Stored dataset items
========================================

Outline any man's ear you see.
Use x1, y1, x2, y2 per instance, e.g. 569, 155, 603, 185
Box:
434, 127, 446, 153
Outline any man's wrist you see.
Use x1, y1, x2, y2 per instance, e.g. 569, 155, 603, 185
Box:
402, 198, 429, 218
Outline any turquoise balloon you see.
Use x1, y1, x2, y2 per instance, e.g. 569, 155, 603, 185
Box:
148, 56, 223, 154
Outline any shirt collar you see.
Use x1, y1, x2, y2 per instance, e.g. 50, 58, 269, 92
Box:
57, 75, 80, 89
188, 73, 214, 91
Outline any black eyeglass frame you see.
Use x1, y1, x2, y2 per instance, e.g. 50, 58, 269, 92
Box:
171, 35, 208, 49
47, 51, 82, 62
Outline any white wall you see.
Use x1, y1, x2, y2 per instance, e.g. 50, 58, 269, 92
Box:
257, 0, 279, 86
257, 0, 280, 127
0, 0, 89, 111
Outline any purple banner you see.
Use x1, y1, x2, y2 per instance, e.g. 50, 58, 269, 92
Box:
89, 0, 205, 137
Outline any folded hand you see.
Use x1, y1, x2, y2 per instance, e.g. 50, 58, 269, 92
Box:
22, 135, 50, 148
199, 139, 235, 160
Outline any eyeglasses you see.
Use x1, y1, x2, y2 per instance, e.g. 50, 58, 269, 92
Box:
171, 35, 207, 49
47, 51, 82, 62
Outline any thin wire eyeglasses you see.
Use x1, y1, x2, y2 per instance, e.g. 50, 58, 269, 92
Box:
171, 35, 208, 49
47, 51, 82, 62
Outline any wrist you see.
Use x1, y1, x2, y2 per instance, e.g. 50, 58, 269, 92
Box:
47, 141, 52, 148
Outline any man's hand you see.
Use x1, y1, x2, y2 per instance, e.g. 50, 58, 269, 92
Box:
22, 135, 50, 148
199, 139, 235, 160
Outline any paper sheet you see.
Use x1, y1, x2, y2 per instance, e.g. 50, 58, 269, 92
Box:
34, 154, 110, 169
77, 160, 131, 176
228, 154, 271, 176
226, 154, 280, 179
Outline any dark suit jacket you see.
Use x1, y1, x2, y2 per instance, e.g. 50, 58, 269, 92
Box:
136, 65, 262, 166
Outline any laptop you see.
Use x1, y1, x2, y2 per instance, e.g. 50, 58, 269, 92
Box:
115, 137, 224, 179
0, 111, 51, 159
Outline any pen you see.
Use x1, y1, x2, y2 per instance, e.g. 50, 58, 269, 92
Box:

========================================

**Assigned task**
Retype the entries above exactly as they appear.

**Response below**
Outline any man's ear you see.
Use x1, y1, x2, y2 per instance, e.g. 569, 155, 603, 185
Box:
434, 127, 446, 153
Outline any man's wrist you see.
Use x1, y1, x2, y2 per instance, e.g. 569, 155, 603, 185
Box:
402, 198, 429, 218
Outline any turquoise balloon you see.
Use x1, y1, x2, y2 per instance, e.g. 569, 155, 603, 185
Box:
148, 56, 223, 154
Outline any shirt collar you see.
Use x1, y1, x2, y2 per instance, e.g. 50, 58, 269, 92
Box:
57, 75, 80, 89
188, 73, 214, 91
Outline any black eyeglass frame you see.
Use x1, y1, x2, y2 per instance, e.g. 50, 58, 269, 92
Box:
171, 35, 208, 49
47, 51, 82, 62
Outline any white wall you see.
Use x1, y1, x2, y2 per instance, e.g. 50, 58, 269, 92
Box:
257, 0, 279, 86
257, 0, 280, 127
0, 0, 89, 111
Outline any purple banner you see.
Use x1, y1, x2, y2 per instance, e.g. 50, 58, 269, 92
Box:
89, 0, 205, 137
Outline any folded hand you see.
Use x1, y1, x2, y2 per instance, e.g. 50, 58, 269, 92
Box:
22, 135, 50, 148
199, 139, 235, 160
Outline any eyeglasses you see.
Use x1, y1, x2, y2 per instance, e.g. 50, 58, 269, 92
Box:
171, 35, 207, 49
47, 51, 82, 62
Outline any thin wire eyeglasses you see.
Use x1, y1, x2, y2 per instance, e.g. 50, 58, 269, 92
Box:
171, 35, 208, 49
47, 51, 82, 62
Outline any wrist you see.
Use x1, y1, x2, y2 per instance, e.g. 50, 58, 269, 92
Box:
47, 141, 52, 148
Outline any man's hand you see.
Use x1, y1, x2, y2 per instance, e.g. 50, 58, 269, 92
Box:
22, 135, 50, 148
199, 139, 235, 160
Outline any paper sheet you see.
Use x1, y1, x2, y2 per instance, e.g. 50, 58, 269, 92
Box:
34, 154, 110, 169
77, 160, 131, 176
228, 154, 271, 176
226, 154, 280, 179
Outline any dark suit jacket you see.
Use x1, y1, x2, y2 per instance, e.g. 50, 58, 269, 92
Box:
136, 65, 262, 166
Outline any laptop you see.
Use x1, y1, x2, y2 per instance, e.g. 50, 58, 269, 92
Box:
115, 137, 224, 179
0, 111, 51, 159
Outline any pen you see.
Use x1, y1, x2, y2 per instance, e.g. 50, 58, 269, 92
Box:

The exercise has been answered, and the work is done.